__TASK SET__.
(A) List every dollar amount that appears in the Sovaldi pricing release.
(B) Output the passage of the Sovaldi pricing release that opens with the words containing "Sovaldi’s cost could" and closes with "in the U.S.".
(C) Continue the Sovaldi pricing release, starting right after its last sentence.

__TEXT UNDER STUDY__.
=== Section Start ===

Senators Seek Details on Sovaldi Pricing Print Share

For Immediate Release
Jul 11, 2014

WASHINGTON – Senate Finance Committee Chairman Ron Wyden, D-Ore., and senior Finance Committee member Chuck Grassley, R-Iowa, today requested detailed pricing information on a costly new Hepatitis C virus (HCV) drug.

Wyden and Grassley, who have long championed transparency in health care, have asked Gilead Sciences Inc. for information about Sovaldi, a drug developed to treat and cure HCV. The drug has been hailed as breakthrough treatment for the 3.2 million Americans infected with HCV.

“Given the impact Sovaldi’s cost will have on Medicare, Medicaid and other federal spending, we need a better understanding of how your company arrived at the price for this drug,” the lawmakers wrote. “In order for a marketplace to function properly, it must be competitive, fair, and transparent. It is unclear how Gilead set the price for Sovaldi. That price appears to be higher than expected given the costs of development and production and the steep discounts offered in other countries. An efficient market needs informed consumers to keep costs down.”

Sovaldi’s cost could dramatically increase federal spending in Medicare and other programs, including health care for prisoners with HCV. According to a recent survey, over 1.8 million people with HCV are currently incarcerated. This represents nearly a third of the total cases of HCV in the U.S.

Wyden and Grassley said that while Sovaldi has the potential to help people with HCV, at $1,000 per pill, its pricing raises “serious questions about the extent to which the market for this drug is operating efficiently and rationally.”

Sovaldi’s price has been widely reported to be $84,000 for a standard treatment, but documentation from the Food and Drug Administration (FDA) shows costs could be much higher for patients needing longer treatments. The longer treatment regimen roughly doubles the cost-per-patient-per-treatment to $168,000 for Sovaldi alone, and does not include the costs of other drugs used in combination treatments. And, HCV patients with liver cancer could require even longer and more costly treatments.

The original developer of Sovaldi – Pharmasset, Inc. – which Gilead acquired in 2012 for $11.2 billion, expected to profitably sell the drug in the United States for $36,000, according to Securities and Exchange Commission (SEC) documents. The senators are seeking information to explain the difference between that price and the drug’s current price, as well as the difference between what American consumers and overseas buyers are paying for Sovaldi; research and development costs; marketing and advertising costs; and, potential conflicts of interest with professional societies that recommended the drug.

Wyden and Grassley have asked that the information be provided within 60 days.

A copy of the letter can be found here, and the text of the letter follows below.

 

Dr. John C. Martin,
Chairman and Chief Executive Officer
Gilead Sciences, Inc.
333 Lakeside Drive
Foster City, CA 94404

Dear Dr. Martin:

The Committee on Finance has jurisdiction of matters related to “health programs under the Social Security Act and health programs financed by a specific tax or trust fund,” as provided by Rule XXV of the Standing Rules of the Senate. These federal health care programs include Medicare and Medicaid, which together provide health care to over 100 million Americans and represent nearly $900 billion in annual federal spending.

=== Section End ===

__SUPPLIED INFORMATION__.
=== Section Start ===

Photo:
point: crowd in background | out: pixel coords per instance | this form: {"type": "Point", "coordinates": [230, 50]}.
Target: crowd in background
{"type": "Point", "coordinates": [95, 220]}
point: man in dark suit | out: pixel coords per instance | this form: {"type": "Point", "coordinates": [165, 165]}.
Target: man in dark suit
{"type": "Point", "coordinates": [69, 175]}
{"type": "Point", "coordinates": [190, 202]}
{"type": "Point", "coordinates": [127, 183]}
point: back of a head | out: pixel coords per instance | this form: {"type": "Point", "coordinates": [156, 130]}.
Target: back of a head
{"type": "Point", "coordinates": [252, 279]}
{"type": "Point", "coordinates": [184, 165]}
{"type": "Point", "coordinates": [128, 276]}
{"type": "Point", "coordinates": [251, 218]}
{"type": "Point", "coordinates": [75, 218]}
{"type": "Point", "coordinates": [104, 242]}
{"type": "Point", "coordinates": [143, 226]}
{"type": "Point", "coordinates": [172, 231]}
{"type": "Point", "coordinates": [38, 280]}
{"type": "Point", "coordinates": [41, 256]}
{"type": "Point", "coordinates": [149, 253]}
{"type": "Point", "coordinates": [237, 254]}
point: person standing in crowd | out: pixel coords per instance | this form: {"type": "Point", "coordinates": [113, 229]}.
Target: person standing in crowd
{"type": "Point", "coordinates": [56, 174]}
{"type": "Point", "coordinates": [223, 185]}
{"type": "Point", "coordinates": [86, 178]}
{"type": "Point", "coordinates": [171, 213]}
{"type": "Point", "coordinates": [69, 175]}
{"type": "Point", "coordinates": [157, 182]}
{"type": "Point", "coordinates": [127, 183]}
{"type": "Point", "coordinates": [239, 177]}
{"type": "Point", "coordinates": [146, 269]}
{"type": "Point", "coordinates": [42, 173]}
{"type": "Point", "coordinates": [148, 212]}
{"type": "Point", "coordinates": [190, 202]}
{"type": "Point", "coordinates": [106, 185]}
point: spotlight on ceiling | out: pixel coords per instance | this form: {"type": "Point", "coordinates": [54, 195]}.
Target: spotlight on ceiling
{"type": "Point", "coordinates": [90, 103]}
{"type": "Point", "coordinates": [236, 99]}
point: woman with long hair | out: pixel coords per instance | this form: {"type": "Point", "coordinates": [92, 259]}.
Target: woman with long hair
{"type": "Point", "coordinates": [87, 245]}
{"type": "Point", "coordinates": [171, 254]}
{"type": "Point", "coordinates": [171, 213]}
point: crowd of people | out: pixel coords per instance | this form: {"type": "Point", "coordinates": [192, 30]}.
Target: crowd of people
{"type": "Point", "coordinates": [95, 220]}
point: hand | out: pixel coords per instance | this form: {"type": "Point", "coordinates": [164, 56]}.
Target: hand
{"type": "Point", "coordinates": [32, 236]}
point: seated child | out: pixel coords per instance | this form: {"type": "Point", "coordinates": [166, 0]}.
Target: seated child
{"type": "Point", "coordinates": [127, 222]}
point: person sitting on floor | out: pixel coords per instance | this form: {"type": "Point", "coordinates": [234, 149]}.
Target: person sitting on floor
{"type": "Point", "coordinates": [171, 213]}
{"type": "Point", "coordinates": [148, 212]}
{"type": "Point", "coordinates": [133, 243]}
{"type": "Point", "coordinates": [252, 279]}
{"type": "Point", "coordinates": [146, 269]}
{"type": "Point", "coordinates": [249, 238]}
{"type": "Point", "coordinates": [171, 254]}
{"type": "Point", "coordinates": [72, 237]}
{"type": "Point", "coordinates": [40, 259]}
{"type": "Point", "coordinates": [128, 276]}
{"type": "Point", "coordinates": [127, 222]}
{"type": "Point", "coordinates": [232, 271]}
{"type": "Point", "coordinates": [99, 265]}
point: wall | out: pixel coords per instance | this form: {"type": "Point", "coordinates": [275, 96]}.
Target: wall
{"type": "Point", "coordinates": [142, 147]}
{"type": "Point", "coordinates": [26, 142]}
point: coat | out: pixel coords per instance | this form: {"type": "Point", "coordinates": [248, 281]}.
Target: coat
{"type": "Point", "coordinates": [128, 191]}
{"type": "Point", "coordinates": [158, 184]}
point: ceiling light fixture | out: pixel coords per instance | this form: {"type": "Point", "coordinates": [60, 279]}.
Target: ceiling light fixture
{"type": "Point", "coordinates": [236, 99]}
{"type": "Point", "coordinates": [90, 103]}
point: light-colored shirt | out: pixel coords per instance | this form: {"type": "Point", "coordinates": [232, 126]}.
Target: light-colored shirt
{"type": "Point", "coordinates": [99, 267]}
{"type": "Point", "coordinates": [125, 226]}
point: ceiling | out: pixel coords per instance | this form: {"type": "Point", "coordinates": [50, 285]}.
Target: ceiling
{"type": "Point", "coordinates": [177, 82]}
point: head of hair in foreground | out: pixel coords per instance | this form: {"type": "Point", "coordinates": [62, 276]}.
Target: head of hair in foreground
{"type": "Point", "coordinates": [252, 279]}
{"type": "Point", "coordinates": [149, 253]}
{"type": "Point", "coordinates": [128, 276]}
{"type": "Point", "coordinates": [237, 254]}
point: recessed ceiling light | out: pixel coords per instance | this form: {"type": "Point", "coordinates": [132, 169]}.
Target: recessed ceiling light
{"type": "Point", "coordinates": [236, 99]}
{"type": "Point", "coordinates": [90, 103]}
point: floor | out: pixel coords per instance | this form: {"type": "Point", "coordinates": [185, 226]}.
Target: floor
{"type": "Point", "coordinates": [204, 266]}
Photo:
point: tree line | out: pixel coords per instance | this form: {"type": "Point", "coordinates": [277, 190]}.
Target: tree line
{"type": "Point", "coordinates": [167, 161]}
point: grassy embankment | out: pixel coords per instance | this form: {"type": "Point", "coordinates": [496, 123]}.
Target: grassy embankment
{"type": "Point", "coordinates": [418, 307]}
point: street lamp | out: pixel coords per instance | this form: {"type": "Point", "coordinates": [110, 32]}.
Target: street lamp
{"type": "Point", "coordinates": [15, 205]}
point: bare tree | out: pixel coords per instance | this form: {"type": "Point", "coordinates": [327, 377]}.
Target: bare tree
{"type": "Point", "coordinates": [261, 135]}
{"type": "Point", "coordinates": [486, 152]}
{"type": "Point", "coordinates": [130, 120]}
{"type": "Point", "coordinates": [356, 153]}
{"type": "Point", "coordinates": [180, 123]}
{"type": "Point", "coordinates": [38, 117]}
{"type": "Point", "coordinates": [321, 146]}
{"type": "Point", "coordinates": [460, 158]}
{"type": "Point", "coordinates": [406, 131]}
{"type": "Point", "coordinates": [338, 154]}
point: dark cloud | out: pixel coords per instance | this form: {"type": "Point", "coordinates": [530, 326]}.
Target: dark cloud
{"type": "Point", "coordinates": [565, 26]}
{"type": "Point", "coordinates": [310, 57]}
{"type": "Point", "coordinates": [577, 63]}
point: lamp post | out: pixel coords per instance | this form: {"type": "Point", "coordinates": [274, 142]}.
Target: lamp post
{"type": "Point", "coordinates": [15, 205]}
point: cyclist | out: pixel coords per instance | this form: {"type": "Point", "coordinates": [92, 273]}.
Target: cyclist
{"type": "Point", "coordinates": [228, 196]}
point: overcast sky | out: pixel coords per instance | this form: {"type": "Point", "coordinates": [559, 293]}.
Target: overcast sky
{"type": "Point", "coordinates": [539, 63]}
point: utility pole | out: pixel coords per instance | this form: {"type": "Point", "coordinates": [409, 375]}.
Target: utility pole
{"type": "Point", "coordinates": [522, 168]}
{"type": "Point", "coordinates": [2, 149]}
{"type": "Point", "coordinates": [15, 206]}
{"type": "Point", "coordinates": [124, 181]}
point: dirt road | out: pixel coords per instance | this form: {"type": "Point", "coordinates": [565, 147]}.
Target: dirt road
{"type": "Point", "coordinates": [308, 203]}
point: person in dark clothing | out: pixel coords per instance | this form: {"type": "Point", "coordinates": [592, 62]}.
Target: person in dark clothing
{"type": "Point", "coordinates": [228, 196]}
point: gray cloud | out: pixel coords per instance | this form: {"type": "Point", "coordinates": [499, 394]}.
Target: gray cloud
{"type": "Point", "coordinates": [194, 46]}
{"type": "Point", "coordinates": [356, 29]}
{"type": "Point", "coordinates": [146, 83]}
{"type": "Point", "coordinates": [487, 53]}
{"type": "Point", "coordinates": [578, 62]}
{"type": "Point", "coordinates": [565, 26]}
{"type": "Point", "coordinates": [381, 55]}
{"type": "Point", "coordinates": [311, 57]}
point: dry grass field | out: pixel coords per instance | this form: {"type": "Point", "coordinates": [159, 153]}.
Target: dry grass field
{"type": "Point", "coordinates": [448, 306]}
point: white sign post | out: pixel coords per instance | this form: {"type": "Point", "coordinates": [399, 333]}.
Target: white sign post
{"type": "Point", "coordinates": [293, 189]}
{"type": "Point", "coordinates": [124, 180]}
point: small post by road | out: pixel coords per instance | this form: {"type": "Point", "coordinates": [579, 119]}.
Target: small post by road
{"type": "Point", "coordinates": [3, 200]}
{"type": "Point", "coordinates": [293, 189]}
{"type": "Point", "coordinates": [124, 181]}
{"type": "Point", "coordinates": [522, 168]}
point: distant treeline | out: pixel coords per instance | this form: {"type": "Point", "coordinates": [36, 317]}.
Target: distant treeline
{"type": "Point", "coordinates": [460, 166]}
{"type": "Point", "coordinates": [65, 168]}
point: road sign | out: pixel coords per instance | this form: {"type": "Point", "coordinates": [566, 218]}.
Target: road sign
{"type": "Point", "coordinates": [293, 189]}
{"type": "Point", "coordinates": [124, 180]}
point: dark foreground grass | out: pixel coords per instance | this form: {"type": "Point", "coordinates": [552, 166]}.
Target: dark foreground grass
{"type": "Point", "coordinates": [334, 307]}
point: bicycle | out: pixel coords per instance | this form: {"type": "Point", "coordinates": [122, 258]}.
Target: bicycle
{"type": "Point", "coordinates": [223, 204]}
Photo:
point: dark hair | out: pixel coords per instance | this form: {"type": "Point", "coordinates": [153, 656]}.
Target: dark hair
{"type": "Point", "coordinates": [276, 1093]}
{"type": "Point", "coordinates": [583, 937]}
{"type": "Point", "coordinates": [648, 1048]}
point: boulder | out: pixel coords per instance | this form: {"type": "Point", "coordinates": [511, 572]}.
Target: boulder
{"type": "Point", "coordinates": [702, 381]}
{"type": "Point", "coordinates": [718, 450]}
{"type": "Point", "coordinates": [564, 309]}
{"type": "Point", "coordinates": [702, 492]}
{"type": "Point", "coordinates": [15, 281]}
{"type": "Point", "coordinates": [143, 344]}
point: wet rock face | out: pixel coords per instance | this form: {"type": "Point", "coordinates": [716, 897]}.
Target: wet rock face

=== Section End ===

__RESPONSES PER TASK__.
(A)
$1,000 (per pill)
$84,000
$168,000
$11.2 billion
$36,000
$900 billion

(B)
Sovaldi’s cost could dramatically increase federal spending in Medicare and other programs, including health care for prisoners with HCV. According to a recent survey, over 1.8 million people with HCV are currently incarcerated. This represents nearly a third of the total cases of HCV in the U.S.

(C)
The Federal government is the health care industry’s largest customer, and Congress has a responsibility to conduct oversight and ensure that taxpayer dollars are used wisely in a transparent market. Gilead received federal regulatory approval last year for Sovaldi, a drug developed to treat and cure the Hepatitis C virus (HCV). The drug has been hailed as a breakthrough treatment, and its commercial release is a welcome advance in medical research for the 3.2 million Americans infected with HCV and their families.

Although Sovaldi has the potential to help people with HCV, at $1,000 per pill, its pricing has raised serious questions about the extent to which the market for this drug is operating efficiently and rationally. While a standard course of treatment for Sovaldi has been widely reported to cost $84,000 in the United States, Gilead will offer the drug in other countries for a fraction of the price. In Egypt, for example, Sovaldi could be offered for as low as $900 per course of treatment – a 99 percent discount of the price in the U.S.

The total cost of a course of this therapy also remains in question. The U.S. Food and Drug Administration dosage approval shows the price could be higher than the $84,000 for a standard treatment. Some patients with HCV genotypes 1 and 3 will require 24 weeks of treatment. The longer treatment regimen roughly doubles the cost-per-patient-per-treatment to $168,000 for Sovaldi, not including the additional cost of peg-interferon alfa and ribavirin used in combination treatments. HCV patients with liver cancer could require 48 weeks of treatment.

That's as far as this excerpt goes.